# AIM:
From the entries below, extract every line that contains the string "flower", matching case exactly.

Data entries:
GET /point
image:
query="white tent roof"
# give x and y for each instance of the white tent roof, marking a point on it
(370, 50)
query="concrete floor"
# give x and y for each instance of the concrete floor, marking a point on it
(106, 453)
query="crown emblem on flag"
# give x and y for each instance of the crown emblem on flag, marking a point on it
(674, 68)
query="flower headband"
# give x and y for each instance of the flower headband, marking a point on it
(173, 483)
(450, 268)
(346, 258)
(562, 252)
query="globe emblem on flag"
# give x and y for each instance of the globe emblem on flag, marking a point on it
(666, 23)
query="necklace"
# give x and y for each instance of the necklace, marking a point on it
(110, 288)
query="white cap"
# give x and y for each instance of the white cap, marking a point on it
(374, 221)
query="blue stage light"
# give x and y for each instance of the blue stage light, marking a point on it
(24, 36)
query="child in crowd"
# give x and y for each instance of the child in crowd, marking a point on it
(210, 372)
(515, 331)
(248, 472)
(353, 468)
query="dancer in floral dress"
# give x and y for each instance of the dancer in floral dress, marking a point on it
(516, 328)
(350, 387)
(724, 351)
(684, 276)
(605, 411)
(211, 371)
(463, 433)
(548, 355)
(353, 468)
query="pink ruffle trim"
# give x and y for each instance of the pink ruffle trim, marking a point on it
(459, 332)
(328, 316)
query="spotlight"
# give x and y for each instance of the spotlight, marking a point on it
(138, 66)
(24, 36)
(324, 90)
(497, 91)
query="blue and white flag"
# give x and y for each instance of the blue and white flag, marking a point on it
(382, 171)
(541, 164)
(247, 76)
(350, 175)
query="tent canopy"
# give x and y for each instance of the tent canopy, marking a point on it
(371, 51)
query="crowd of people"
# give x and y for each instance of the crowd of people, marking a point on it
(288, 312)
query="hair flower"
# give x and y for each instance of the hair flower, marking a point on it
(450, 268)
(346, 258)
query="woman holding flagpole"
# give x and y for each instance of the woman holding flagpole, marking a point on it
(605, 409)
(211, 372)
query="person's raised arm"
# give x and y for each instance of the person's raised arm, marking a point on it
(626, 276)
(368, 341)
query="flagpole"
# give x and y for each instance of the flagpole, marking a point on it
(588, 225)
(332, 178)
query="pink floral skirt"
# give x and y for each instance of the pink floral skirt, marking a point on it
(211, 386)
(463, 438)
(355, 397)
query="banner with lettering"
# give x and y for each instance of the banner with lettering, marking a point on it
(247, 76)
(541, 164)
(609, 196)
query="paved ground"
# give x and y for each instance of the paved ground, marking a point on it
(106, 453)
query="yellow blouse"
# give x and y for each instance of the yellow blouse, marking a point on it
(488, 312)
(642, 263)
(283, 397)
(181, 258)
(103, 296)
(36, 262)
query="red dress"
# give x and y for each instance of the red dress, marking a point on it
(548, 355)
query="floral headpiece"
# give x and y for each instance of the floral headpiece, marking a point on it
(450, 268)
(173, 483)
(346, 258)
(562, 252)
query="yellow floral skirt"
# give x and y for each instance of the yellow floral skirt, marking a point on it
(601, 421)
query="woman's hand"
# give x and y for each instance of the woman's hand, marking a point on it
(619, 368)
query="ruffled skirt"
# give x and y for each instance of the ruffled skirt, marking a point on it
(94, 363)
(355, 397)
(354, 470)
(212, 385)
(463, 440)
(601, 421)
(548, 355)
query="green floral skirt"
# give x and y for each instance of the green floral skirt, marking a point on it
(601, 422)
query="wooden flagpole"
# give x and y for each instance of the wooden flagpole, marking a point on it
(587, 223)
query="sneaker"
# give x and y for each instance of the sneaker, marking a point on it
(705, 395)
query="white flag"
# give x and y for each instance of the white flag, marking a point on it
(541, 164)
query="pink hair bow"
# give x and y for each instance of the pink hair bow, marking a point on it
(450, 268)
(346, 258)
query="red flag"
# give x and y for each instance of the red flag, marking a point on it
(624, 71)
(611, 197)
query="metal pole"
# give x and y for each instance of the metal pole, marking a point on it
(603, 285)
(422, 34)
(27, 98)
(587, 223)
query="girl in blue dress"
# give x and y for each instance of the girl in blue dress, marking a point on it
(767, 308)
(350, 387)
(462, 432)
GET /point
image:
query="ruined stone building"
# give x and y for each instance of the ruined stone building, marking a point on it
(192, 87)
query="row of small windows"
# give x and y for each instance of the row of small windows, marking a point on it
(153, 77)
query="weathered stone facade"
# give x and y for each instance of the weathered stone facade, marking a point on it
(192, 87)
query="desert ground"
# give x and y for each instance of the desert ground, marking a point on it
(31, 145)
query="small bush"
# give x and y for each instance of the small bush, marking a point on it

# RESULT OF THIS EXERCISE:
query="flower headband"
# give x and y for each instance of the flower headband, marking a point on it
query="hair flower"
# give x and y for each instance of the hair flower, marking a point on it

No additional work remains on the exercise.